[TASK TO COMPLETE] Recast each line of the records below as a Markdown table with the columns Row and Line. Put a running number under Row and the line itself under Line, and leave out blank lines.

[RECORDS SUPPLIED]

━━━

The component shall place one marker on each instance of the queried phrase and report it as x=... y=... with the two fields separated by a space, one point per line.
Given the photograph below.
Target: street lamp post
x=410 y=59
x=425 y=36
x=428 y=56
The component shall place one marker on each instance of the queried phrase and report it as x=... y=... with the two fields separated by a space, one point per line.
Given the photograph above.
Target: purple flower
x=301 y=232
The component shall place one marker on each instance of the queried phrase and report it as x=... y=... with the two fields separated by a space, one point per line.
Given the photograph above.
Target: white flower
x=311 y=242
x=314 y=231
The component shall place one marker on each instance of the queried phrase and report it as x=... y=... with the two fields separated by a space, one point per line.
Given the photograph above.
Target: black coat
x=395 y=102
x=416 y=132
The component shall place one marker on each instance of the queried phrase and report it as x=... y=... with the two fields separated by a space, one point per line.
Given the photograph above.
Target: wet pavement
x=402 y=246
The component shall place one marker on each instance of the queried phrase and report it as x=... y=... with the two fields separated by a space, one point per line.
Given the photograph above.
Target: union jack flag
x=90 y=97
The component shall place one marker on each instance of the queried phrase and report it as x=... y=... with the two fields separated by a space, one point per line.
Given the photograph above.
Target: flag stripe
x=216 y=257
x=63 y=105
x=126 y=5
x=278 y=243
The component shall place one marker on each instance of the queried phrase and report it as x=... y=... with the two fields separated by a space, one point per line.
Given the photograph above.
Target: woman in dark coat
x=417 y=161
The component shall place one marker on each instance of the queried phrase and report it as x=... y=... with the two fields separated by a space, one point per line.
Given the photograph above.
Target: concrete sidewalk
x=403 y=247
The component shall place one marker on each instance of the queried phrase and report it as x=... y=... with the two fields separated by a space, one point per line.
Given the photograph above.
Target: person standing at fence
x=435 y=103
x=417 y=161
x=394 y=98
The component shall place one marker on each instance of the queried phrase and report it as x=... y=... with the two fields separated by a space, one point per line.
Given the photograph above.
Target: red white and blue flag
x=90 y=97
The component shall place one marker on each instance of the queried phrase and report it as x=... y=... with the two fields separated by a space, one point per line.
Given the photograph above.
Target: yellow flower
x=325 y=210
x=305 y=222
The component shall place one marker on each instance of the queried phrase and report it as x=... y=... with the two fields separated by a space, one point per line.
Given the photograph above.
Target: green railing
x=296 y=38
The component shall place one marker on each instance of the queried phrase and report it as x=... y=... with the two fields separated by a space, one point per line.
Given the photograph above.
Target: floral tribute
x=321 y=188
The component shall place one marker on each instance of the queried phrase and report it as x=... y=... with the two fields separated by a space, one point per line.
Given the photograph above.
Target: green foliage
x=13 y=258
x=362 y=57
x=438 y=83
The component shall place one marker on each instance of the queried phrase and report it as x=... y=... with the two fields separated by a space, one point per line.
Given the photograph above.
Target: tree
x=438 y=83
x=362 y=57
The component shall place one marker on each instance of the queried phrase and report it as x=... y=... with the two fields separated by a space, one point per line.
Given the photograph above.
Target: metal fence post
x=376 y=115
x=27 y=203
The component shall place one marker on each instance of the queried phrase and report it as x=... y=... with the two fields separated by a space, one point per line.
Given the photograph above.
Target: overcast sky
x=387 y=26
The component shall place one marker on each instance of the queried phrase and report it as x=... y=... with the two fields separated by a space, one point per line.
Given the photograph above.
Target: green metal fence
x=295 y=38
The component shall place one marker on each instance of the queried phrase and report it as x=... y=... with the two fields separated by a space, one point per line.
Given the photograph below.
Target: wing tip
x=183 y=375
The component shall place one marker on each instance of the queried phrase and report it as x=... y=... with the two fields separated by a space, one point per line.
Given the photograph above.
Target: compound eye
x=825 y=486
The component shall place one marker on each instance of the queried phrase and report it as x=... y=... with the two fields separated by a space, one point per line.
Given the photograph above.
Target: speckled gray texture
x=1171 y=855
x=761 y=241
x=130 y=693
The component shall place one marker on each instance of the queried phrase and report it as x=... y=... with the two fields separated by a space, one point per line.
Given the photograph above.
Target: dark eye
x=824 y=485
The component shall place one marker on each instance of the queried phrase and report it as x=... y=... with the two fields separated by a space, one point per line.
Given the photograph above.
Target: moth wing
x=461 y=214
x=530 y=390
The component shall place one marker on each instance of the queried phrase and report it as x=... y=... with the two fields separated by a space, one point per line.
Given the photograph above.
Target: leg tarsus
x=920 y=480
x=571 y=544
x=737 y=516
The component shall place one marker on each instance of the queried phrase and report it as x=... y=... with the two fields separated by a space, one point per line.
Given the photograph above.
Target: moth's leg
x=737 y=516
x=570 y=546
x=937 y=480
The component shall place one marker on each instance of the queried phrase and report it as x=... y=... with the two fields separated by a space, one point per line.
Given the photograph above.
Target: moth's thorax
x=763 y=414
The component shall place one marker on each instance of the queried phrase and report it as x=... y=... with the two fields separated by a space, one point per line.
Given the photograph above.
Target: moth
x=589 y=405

━━━

[WRITTEN RESPONSE]
| Row | Line |
|---|---|
| 1 | The component shall place one marker on each instance of the queried phrase and report it as x=... y=... with the two fields separated by a space, one point per line. |
| 2 | Given the photograph below. |
| 3 | Target: street lamp post |
| 4 | x=410 y=59 |
| 5 | x=425 y=36 |
| 6 | x=428 y=56 |
| 7 | The component shall place one marker on each instance of the queried phrase and report it as x=... y=... with the two fields separated by a space, one point per line. |
| 8 | Given the photograph above. |
| 9 | Target: purple flower |
| 10 | x=301 y=232 |
| 11 | The component shall place one marker on each instance of the queried phrase and report it as x=... y=... with the two fields separated by a space, one point per line. |
| 12 | Given the photograph above. |
| 13 | Target: white flower |
| 14 | x=311 y=242 |
| 15 | x=314 y=231 |
| 16 | The component shall place one marker on each instance of the queried phrase and report it as x=... y=... with the two fields separated by a space, one point per line. |
| 17 | Given the photograph above. |
| 18 | Target: black coat |
| 19 | x=395 y=102 |
| 20 | x=416 y=132 |
| 21 | The component shall place one marker on each instance of the queried phrase and report it as x=... y=... with the two fields separated by a space, one point per line. |
| 22 | Given the photograph above. |
| 23 | Target: wet pavement |
| 24 | x=402 y=246 |
| 25 | The component shall place one marker on each instance of the queried phrase and report it as x=... y=... with the two fields separated by a space, one point per line. |
| 26 | Given the photograph above. |
| 27 | Target: union jack flag |
| 28 | x=90 y=97 |
| 29 | The component shall place one marker on each instance of the queried phrase and report it as x=... y=... with the two fields separated by a space, one point per line. |
| 30 | Given the photograph above. |
| 31 | Target: flag stripe |
| 32 | x=216 y=257 |
| 33 | x=63 y=105 |
| 34 | x=126 y=5 |
| 35 | x=278 y=243 |
| 36 | The component shall place one marker on each instance of the queried phrase and report it as x=... y=... with the two fields separated by a space, one point per line. |
| 37 | Given the photograph above. |
| 38 | Target: woman in dark coat |
| 39 | x=417 y=161 |
| 40 | The component shall place one marker on each instance of the queried phrase and report it as x=... y=... with the two fields separated by a space, one point per line. |
| 41 | Given the photograph above. |
| 42 | Target: concrete sidewalk |
| 43 | x=403 y=247 |
| 44 | The component shall place one marker on each instance of the queried phrase and report it as x=... y=... with the two fields separated by a space, one point per line. |
| 45 | Given the photograph above. |
| 46 | Target: person standing at fence |
| 47 | x=435 y=103 |
| 48 | x=417 y=161 |
| 49 | x=394 y=98 |
| 50 | The component shall place one marker on each instance of the queried phrase and report it as x=... y=... with the two fields separated by a space, one point per line. |
| 51 | Given the photograph above. |
| 52 | Target: red white and blue flag |
| 53 | x=90 y=97 |
| 54 | The component shall place one marker on each instance of the queried phrase and report it as x=... y=... with the two fields separated by a space, one point per line. |
| 55 | Given the photograph above. |
| 56 | Target: yellow flower |
| 57 | x=325 y=210 |
| 58 | x=305 y=222 |
| 59 | The component shall place one marker on each instance of the queried phrase and report it as x=... y=... with the two fields separated by a space, one point per line. |
| 60 | Given the photograph above. |
| 61 | Target: green railing |
| 62 | x=296 y=38 |
| 63 | The component shall place one marker on each instance of the queried phrase and report it as x=... y=... with the two fields separated by a space, one point per line. |
| 64 | Given the photograph above. |
| 65 | Target: floral tribute |
| 66 | x=321 y=188 |
| 67 | The component shall place one marker on each instance of the queried phrase and report it as x=... y=... with the two fields separated by a space, one point per line. |
| 68 | Given the photograph above. |
| 69 | Target: green foliage |
| 70 | x=13 y=258 |
| 71 | x=362 y=57 |
| 72 | x=438 y=83 |
| 73 | The component shall place one marker on each instance of the queried phrase and report it as x=... y=... with the two fields separated by a space, one point per line. |
| 74 | Given the photograph above. |
| 75 | Target: tree |
| 76 | x=438 y=83 |
| 77 | x=362 y=57 |
| 78 | The component shall place one marker on each instance of the queried phrase and report it as x=... y=... with the two fields separated by a space, one point per line. |
| 79 | Given the photograph above. |
| 80 | Target: metal fence post |
| 81 | x=376 y=115 |
| 82 | x=27 y=203 |
| 83 | The component shall place one marker on each instance of the queried phrase and report it as x=... y=... with the two fields separated by a space, one point per line. |
| 84 | Given the photograph above. |
| 85 | Target: overcast sky |
| 86 | x=387 y=26 |
| 87 | The component shall place one marker on each instance of the queried phrase and report it as x=... y=... with the two fields separated by a space, one point per line. |
| 88 | Given the photograph above. |
| 89 | Target: green metal fence |
| 90 | x=295 y=38 |
| 91 | The component shall place one marker on each instance of the queried phrase and report it as x=... y=... with the two fields separated by a space, one point per line. |
| 92 | Given the photograph below. |
| 93 | Target: wing tip |
| 94 | x=183 y=375 |
| 95 | The component shall place one marker on each instance of the queried phrase and report it as x=... y=... with the two fields separated by a space, one point per line. |
| 96 | Given the photograph above. |
| 97 | Target: compound eye |
| 98 | x=825 y=486 |
| 99 | The component shall place one marker on each instance of the queried phrase and report it as x=... y=... with the two fields separated by a space, one point per line. |
| 100 | Given the photograph above. |
| 101 | Target: speckled gray texture |
| 102 | x=1171 y=855 |
| 103 | x=761 y=241 |
| 104 | x=130 y=693 |
| 105 | The component shall place one marker on each instance of the queried phrase and report it as x=... y=... with the two fields separated by a space, one point per line. |
| 106 | Given the photograph above. |
| 107 | Target: dark eye |
| 108 | x=824 y=485 |
| 109 | The component shall place one marker on each instance of the queried phrase and report it as x=... y=... with the two fields separated by a space, one point per line. |
| 110 | Given the photograph above. |
| 111 | Target: moth wing |
| 112 | x=461 y=214 |
| 113 | x=530 y=390 |
| 114 | The component shall place one marker on each instance of the queried phrase and report it as x=... y=... with the two fields separated by a space, one point per line. |
| 115 | Given the photograph above. |
| 116 | Target: leg tarsus |
| 117 | x=920 y=480 |
| 118 | x=571 y=544 |
| 119 | x=737 y=516 |
| 120 | The component shall place one marker on each instance of the queried phrase and report it as x=... y=... with the two fields separated by a space, one point per line. |
| 121 | Given the photograph above. |
| 122 | Target: moth's leg |
| 123 | x=737 y=516 |
| 124 | x=570 y=546 |
| 125 | x=937 y=480 |
| 126 | The component shall place one marker on each instance of the queried phrase and report it as x=... y=... with the two fields separated by a space, one point per line. |
| 127 | Given the photograph above. |
| 128 | Target: moth's thorax |
| 129 | x=763 y=414 |
| 130 | The component shall place one marker on each instance of the queried phrase and report it as x=... y=... with the two fields separated by a space, one point per line. |
| 131 | Given the photograph above. |
| 132 | Target: moth |
| 133 | x=589 y=405 |